(Pointing records)
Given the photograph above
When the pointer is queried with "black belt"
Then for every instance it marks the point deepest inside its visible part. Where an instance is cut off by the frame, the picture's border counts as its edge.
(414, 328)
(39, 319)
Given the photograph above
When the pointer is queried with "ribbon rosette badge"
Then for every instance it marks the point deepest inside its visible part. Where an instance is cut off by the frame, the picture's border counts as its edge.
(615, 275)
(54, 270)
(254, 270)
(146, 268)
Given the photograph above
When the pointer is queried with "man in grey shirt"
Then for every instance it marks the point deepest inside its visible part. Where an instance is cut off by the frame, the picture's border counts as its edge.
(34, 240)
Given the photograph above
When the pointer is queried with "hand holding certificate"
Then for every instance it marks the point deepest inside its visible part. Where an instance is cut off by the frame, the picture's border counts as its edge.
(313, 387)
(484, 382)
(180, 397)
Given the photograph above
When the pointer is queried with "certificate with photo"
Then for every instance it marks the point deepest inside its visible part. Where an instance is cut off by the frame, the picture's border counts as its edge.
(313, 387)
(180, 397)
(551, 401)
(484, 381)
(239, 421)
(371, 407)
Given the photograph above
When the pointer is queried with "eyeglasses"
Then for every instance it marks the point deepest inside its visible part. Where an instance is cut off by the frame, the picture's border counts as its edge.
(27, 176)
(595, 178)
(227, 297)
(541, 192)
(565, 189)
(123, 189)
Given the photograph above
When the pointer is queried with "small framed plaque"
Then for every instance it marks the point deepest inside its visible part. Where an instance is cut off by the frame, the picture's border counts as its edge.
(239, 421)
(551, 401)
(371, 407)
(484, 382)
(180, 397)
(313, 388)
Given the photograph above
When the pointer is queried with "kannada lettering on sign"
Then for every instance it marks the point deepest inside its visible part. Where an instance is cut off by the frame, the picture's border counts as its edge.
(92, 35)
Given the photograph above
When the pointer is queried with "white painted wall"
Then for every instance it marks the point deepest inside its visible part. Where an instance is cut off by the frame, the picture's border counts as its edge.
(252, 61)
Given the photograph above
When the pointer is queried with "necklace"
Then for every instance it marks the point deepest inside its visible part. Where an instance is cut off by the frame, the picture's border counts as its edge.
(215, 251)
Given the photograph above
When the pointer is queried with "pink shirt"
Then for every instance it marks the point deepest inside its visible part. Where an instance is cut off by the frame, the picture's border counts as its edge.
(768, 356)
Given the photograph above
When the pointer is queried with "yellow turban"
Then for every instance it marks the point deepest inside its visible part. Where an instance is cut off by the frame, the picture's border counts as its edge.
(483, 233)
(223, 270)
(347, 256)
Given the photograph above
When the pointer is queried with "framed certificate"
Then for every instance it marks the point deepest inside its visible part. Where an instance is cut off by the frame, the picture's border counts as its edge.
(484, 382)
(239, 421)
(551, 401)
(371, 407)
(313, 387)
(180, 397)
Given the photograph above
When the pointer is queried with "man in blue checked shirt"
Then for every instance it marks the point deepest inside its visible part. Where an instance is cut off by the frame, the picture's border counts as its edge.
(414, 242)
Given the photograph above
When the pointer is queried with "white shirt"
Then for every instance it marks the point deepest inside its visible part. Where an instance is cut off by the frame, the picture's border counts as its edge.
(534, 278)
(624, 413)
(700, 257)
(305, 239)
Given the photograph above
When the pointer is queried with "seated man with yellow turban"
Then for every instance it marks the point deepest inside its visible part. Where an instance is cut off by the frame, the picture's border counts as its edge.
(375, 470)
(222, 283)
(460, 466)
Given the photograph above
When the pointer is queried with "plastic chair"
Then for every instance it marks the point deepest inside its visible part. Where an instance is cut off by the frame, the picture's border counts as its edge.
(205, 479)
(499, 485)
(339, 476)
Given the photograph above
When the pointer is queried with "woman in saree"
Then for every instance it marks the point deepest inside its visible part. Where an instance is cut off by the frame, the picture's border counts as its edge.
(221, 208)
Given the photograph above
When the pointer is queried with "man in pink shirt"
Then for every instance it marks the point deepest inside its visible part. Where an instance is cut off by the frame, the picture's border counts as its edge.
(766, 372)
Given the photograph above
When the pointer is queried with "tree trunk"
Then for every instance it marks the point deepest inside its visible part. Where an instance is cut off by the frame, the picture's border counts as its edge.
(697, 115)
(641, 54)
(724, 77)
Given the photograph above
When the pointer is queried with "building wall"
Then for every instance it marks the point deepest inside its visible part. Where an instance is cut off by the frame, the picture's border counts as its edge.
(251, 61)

## Exercise goal
Print every entry exactly as it appears.

## Exercise output
Given the photograph above
When the pointer is queried with "black belt"
Then for every instance it marks the point deepest inside its visible part. Where an instance is cut off by the frame, the picture's border counts as its edge.
(414, 328)
(39, 319)
Given the photograph above
When the pointer is queried with "ribbon rosette badge"
Then for every instance it marks the point deepest inside its visible part. Where an instance is cut off by the frame, the picture's border counts as its edge.
(615, 275)
(54, 270)
(254, 270)
(146, 268)
Given the photograph above
When the pointer is queried with "man in grey shirt"
Then for every instance it marks the point deepest inside its visible part. Where an instance is cut off by the frame, the picture's border counts as its edge.
(34, 240)
Given the photograph above
When the pointer is queried with "hand holding certificate"
Then for every instance it marks the point deepest inside its visible part. Where an instance is cut off by the frame, the picture's border counts as its edge.
(313, 387)
(484, 382)
(180, 397)
Given the photograph above
When the pointer is queried with "certificate with photo"
Then for every instance it marks the point deepest inside its visible part. Where an instance is cut off by the frame, the picture's border counts as its edge.
(313, 387)
(180, 397)
(551, 401)
(484, 381)
(239, 421)
(371, 407)
Given the photograph above
When the pointer is queried with "eyeglasses"
Then for every instance it marks the point deepest inside its visible part. Where an instance is cut off by the frame, the picture's border counts as its edge.
(27, 176)
(595, 178)
(227, 297)
(541, 192)
(565, 189)
(123, 189)
Given the photograph above
When the pointer is queried with "small framed plaque"
Then for every instance it marks the point deepest inside its visible part. Where an instance is cut off by the frame, the picture's border counts as its edge.
(239, 421)
(551, 401)
(371, 407)
(484, 382)
(180, 397)
(313, 388)
Given the photograph above
When the pointer is queried with "kannada lettering on sign"
Then for every instance it marks the point deepest inside its visible part. Where an instance is cut off by the frame, the picture's border counts as its edge.
(92, 35)
Given the photograph above
When the pointer is queried with "white painted wall"
Then for every instance it marks the point deepest inside its visible part. Where an instance is cut off by the frame, the picture's border counts as its edge.
(252, 61)
Given the photograph above
When the pointer is queried with "necklace"
Then for every instance it marks the point deepest inside its visible part. Where an instance is cut off by the frame, the picture's border counts as its edge.
(215, 251)
Given the photograph above
When the pointer is queried with "pink shirt"
Then for every instance it marks the point deepest inside its visible part. Where an instance is cut off by the frame, the picture's border counts as its edge.
(768, 356)
Given the photograph above
When the pointer is queried with "yellow turban"
Then for every instance it marks the point deepest inside its visible part. Where an instance is cut off by the frame, the picture's border counts as its edge.
(483, 233)
(223, 270)
(347, 256)
Given the photograph above
When the pointer is queried with "framed certificate"
Then for every instance it marks the point deepest inside its visible part. Where an instance is cut off by the frame, the picture's border counts as its edge.
(484, 382)
(239, 421)
(551, 401)
(371, 407)
(313, 387)
(180, 397)
Given the photograph above
When the pointer is queried with "man in blue checked shirt"
Then for every instance it marks the point deepest inside its visible part. Where an instance is cut off by the frame, the picture's border counts as its edge.
(414, 242)
Given the photograph above
When the pointer is queried with "white shirt"
Then for every instance it marks the point deepest inside its visible part. Where an instance is cut off by the frame, the picture's border counts as its edge.
(534, 278)
(624, 413)
(700, 257)
(305, 239)
Given the photograph above
When the pointer is queried with "seated man with yellow turban"
Then for every instance it marks the point deepest inside its visible part. Where an instance is cut off by the frame, the picture's border counts as its edge.
(375, 470)
(222, 283)
(460, 466)
Given the photograph above
When the pointer is queried with "plastic chair"
Then for every instance it marks the point deepest inside its visible part. Where an instance is cut off by the frame, the picture's border counts as its edge.
(205, 479)
(499, 485)
(339, 476)
Given the photograph above
When the pointer is queried with "woman in saree"
Then for every instance it marks the point deepest inside its visible part. Where an instance is cut off by the frame, the picture's border counts as its edge.
(221, 208)
Given the photograph above
When the pointer is queried with "man in pink shirt"
Then for every instance it marks the point deepest inside its visible part. Where an instance is cut off by the frame, the picture's border counts as its edge.
(766, 372)
Given the photograph above
When the pointer is queried with "tree trunk"
Then for every instance it marks the point deepest inside its visible part. Where an instance is cut off by the frame, the picture's border counts as its edge.
(697, 115)
(641, 54)
(724, 77)
Given the photograph above
When the pointer is queried with "building wall"
Then for every instance it marks the point deepest inside its visible part. Where an instance is cut off by the frame, the picture's border counts as its edge.
(251, 61)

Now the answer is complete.